**JOBS**
• 1. Reproduce the IoT processor profile from "If there’s a" to "expanding IoT market.".
• 2. Based on the IoT processor profile, state whether each statement agrees with it, answering yes or no and quoting the words that decide it. (a) Security is named as the major stumbling block hindering IoT take-off at the larger industrial scale. (b) Additional security layers in IoT hardware are said to improve performance. (c) The SAMA5D4 is described as a Cortex A5 chip.
====== EXTRACT ======
Tag Archives: high speed PCB design

Profile of an IoT processor for the industrial and consumer markets


 If there’s a single major stumbling block that is hindering the IoT take-off at the larger industrial scale, it’s security.


The intersection of data with intelligent machines is creating new possibilities in industrial automation, and this new frontier is now being increasingly known as the Industrial Internet of Things (IIoT). However, if there is a single major stumbling block that is hindering the IoT take-off at the larger industrial scale, it’s security.

It’s imperative to have reliable data in the industrial automation environment, and here, the additional security layers in the IoT hardware often lead to compromises in performance. Then, there is counterfeiting of products and application software, which is becoming a growing concern in the rapidly expanding IoT market.

sama5d2_google_1160x805_090215

Atmel’s answer to security concerns in the IIoT infrastructure: a microprocessor (MPU) that can deliver the security while maintaining the level of performance that Internet-connected systems require. The company’s Cortex A5 chip — the Atmel | SMART SAMA5D4 — securely stores and transfers data, as well as safeguards software assets to prevent cloning of IoT applications.
====== MATERIAL ======
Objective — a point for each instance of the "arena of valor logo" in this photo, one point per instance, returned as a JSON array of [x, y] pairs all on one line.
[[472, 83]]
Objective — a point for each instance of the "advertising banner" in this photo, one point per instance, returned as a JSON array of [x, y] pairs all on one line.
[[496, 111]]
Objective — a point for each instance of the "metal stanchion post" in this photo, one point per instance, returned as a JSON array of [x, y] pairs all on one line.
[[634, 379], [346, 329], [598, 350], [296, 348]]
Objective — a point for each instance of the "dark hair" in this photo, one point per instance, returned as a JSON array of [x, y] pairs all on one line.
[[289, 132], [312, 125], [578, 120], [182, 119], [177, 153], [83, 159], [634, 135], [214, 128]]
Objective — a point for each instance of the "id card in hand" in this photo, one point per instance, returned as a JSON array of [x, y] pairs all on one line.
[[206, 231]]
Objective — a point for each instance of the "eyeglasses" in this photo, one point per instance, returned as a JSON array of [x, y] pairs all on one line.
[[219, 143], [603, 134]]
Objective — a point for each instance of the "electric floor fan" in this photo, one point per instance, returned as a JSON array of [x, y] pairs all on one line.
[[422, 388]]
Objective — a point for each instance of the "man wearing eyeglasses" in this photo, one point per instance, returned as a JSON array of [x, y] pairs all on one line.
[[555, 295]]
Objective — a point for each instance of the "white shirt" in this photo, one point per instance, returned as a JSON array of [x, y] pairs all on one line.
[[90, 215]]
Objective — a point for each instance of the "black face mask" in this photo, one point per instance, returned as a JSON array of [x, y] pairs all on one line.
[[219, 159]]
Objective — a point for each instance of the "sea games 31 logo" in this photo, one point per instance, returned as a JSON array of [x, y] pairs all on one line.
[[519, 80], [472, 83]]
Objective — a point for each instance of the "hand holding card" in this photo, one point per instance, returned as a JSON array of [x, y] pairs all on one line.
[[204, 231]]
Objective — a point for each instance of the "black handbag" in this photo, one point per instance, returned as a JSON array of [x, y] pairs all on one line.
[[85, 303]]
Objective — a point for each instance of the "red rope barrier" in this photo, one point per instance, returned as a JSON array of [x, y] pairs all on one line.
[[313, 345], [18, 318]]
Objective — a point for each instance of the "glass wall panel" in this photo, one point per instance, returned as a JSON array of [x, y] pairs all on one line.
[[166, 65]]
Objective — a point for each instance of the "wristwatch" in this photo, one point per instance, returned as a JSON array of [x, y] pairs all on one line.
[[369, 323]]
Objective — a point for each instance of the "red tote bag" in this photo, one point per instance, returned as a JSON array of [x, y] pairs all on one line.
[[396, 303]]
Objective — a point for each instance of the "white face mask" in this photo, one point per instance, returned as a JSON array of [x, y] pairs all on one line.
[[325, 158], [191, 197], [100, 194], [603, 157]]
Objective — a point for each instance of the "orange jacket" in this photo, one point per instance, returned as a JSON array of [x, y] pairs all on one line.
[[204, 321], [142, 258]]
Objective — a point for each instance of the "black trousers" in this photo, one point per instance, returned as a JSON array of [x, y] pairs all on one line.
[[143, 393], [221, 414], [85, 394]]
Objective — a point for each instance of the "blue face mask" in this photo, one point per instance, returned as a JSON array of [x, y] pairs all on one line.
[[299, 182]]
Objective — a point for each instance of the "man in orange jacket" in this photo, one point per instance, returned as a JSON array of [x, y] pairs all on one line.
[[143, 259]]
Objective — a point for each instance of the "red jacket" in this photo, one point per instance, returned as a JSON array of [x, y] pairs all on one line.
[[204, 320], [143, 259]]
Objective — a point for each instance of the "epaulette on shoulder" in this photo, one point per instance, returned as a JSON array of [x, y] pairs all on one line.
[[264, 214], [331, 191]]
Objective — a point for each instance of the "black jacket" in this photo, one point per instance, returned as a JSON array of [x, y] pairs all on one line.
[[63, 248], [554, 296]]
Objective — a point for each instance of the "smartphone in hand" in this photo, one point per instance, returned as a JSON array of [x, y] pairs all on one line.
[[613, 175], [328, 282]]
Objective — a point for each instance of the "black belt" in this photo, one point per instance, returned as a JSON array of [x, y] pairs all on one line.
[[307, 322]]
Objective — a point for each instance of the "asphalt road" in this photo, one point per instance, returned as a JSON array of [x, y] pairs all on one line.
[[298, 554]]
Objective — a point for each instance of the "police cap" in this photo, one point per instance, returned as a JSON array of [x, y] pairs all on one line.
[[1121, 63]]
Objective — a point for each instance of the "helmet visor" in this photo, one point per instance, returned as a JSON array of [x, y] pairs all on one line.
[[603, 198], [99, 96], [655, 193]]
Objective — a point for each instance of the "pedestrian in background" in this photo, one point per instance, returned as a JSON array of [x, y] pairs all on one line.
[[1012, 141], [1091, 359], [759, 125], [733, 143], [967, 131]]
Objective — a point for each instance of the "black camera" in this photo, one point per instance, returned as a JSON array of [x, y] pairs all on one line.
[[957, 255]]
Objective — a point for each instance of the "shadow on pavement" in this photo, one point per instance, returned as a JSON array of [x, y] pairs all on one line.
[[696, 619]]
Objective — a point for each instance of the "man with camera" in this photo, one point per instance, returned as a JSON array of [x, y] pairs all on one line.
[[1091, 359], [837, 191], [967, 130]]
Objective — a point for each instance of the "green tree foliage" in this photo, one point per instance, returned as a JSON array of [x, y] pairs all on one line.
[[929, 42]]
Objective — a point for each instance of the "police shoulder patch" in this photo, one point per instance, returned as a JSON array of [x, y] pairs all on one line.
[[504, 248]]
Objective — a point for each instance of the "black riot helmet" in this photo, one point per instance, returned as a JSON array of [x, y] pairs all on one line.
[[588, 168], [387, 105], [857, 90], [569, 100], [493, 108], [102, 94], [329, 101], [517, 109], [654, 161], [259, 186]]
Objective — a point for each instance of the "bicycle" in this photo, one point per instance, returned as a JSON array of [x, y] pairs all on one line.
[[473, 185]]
======
**THE RESPONSES**
• 1.
If there’s a single major stumbling block that is hindering the IoT take-off at the larger industrial scale, it’s security.


The intersection of data with intelligent machines is creating new possibilities in industrial automation, and this new frontier is now being increasingly known as the Industrial Internet of Things (IIoT). However, if there is a single major stumbling block that is hindering the IoT take-off at the larger industrial scale, it’s security.

It’s imperative to have reliable data in the industrial automation environment, and here, the additional security layers in the IoT hardware often lead to compromises in performance. Then, there is counterfeiting of products and application software, which is becoming a growing concern in the rapidly expanding IoT market.

• 2.
(a) Yes: "if there is a single major stumbling block that is hindering the IoT take-off at the larger industrial scale, it’s security."
(b) No: "the additional security layers in the IoT hardware often lead to compromises in performance."
(c) Yes: "The company’s Cortex A5 chip — the Atmel | SMART SAMA5D4"